━━ Document segment
What did stand out, though, was the fact that I was privileged enough (I think) to watch this latest production first day first show in a smaller town, away from the hustle and bustle of Mumbai. The good news is that the audience in Mumbai is still very civilized, as much as we love to believe otherwise. The bad news is that this 'mass' audience, mostly containing college kids who may not be studying in high-society convents, genuinely seem to enjoy moments that we critics cringe at. Maybe Adi Chopra does know the pulse of the audience he so often talks about, and maybe we really don't understand the power of mediocre content when treated with the sheer overwhelming number of people that exist in this country. And since it is part of my job, let me just get it over with: Katrina does not stand out, though she tries hard to lose that gorgeous smile in order to twist her face into something that resembles emotive expressions. Her eyes, though, combined with the eyes of the once-likeable (Pre-YRF) Ali Zafar, blink at the rate of knots, easily breaking any fake-eyelash record that the likes of Paris Hilton once claimed. Zafar should consider creating another Tere Bin Laden, in order to continue getting noticed in a country that is completely unaware of his own country's artistic tolerance (Bol is doing well in Pakistan, which is a better situation to be in).
━━━━
━━ Rows
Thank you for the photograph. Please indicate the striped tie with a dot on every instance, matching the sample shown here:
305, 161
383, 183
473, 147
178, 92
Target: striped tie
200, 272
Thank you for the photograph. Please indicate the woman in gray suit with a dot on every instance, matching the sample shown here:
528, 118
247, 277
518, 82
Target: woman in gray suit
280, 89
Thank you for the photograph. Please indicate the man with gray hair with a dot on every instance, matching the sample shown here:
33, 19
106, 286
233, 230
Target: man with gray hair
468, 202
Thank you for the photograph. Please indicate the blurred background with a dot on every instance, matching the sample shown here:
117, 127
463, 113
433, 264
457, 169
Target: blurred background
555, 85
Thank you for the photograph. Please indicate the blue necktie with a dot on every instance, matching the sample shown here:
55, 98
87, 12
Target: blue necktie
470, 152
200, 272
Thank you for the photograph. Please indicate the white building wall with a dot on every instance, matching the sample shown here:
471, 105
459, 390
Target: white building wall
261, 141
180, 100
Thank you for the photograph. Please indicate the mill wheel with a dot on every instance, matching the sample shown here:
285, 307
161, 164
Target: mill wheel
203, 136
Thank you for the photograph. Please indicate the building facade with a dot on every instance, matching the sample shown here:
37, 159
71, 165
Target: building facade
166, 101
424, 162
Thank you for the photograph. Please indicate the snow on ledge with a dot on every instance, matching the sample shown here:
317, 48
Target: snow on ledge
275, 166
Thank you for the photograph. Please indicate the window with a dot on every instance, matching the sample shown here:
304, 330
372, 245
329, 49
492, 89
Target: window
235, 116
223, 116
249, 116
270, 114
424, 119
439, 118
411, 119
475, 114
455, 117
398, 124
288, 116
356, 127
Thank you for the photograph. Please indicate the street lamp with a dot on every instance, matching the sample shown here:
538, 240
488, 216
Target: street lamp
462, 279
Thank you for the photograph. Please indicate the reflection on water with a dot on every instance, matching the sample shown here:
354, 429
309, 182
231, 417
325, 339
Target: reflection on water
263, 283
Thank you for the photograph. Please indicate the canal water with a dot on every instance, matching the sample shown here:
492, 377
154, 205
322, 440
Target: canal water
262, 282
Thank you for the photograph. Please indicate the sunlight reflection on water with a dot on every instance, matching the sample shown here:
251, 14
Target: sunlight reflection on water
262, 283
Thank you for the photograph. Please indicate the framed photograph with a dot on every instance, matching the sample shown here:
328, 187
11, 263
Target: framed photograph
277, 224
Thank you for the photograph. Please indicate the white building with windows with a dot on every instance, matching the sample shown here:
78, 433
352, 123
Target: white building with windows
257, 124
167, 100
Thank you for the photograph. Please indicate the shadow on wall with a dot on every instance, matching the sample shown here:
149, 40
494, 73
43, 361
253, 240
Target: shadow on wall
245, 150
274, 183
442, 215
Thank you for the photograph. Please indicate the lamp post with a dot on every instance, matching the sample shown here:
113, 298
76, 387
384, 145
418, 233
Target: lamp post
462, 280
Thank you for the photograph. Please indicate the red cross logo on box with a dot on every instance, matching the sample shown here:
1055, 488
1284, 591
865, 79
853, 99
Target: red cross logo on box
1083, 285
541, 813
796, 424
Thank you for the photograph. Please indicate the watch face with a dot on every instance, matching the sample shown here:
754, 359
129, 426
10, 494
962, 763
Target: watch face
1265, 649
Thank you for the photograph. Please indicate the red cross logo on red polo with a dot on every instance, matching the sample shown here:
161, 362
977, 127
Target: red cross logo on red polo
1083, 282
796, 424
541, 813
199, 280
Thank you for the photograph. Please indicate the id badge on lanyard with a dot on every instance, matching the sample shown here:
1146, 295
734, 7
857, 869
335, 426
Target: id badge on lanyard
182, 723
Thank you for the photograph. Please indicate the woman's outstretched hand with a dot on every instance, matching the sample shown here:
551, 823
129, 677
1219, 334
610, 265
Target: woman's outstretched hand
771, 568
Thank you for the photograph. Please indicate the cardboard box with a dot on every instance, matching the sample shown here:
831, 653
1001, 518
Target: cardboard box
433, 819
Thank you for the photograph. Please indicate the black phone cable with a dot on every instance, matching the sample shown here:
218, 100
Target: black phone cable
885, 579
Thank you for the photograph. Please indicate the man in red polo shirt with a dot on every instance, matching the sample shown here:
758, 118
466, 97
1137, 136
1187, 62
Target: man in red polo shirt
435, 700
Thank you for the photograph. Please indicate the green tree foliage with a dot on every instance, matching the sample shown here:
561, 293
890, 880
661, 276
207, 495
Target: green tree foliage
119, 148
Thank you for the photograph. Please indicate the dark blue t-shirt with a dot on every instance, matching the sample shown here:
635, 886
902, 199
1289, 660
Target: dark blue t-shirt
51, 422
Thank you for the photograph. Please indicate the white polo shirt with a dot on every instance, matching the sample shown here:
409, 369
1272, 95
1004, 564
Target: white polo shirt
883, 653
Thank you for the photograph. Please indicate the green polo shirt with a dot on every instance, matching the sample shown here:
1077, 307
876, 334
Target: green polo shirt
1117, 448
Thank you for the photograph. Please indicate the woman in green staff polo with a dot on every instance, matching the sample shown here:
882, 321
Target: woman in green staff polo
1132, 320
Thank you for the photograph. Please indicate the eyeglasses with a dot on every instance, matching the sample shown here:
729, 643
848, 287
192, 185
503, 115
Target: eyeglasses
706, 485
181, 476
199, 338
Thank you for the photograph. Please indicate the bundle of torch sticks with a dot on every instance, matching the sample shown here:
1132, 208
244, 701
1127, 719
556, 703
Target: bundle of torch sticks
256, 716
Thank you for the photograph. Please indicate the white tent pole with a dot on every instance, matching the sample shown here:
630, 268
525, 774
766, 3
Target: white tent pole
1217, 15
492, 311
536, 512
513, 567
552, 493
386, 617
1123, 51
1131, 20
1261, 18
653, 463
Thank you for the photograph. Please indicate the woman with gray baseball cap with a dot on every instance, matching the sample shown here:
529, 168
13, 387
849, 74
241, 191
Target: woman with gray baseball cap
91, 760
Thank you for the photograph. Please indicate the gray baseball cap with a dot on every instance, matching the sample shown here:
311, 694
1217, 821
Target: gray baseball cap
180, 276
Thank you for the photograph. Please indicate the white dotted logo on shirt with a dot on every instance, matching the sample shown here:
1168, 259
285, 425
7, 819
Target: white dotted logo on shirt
━━━━
▶ **Given instruction A**:
Answer these questions from the film review:
(i) Where did the writer watch the first day first show?
(ii) Who mostly makes up the 'mass' audience?
(iii) Which film is said to be doing well in Pakistan?
▶ **Given instruction B**:
Resume the film review right after its final sentence.
The entries come from a source unrelated to the film review.

▶ **Written response A**:
(i) In a smaller town, away from the hustle and bustle of Mumbai.
(ii) College kids who may not be studying in high-society convents.
(iii) Bol.

▶ **Written response B**:
Imran Khan is back to his usual wooden self, and will do well to continue acting only in films under Mamu's banner. Raising your eyebrows when you don't have dialogue is not exactly Acting 101. One of Imran's two friends (Kush to Zafar's Luv - see what I mean?) in this film, though, shows signs of artistic life, probably the only bright point in an otherwise forgettable presentation that Tanu Weds Manu beat them to the line with.
A few days ago, the Y-films twitter handle created a bit of a stir by going head-on in a rather mature verbal battle with a fellow critic- simply because he dissed their new film's trailer. The hot-headed and idealistic young mind that manages the Y-films twitter account claims that it is wrong of us to judge a film without having seen it (or only having seen their colourful trailers). Now I've seen this film of theirs, and I will see more, and I can safely claim that we can't be blamed for being so cynical about the content they churn out. In fact, their trailers are probably the best part of their productions. Smart PR move, that, though, I must say.
Finally, avoid this, at all costs, even if you thirst for Sheila's Jawani. Go watch Soderbergh's Contagion instead.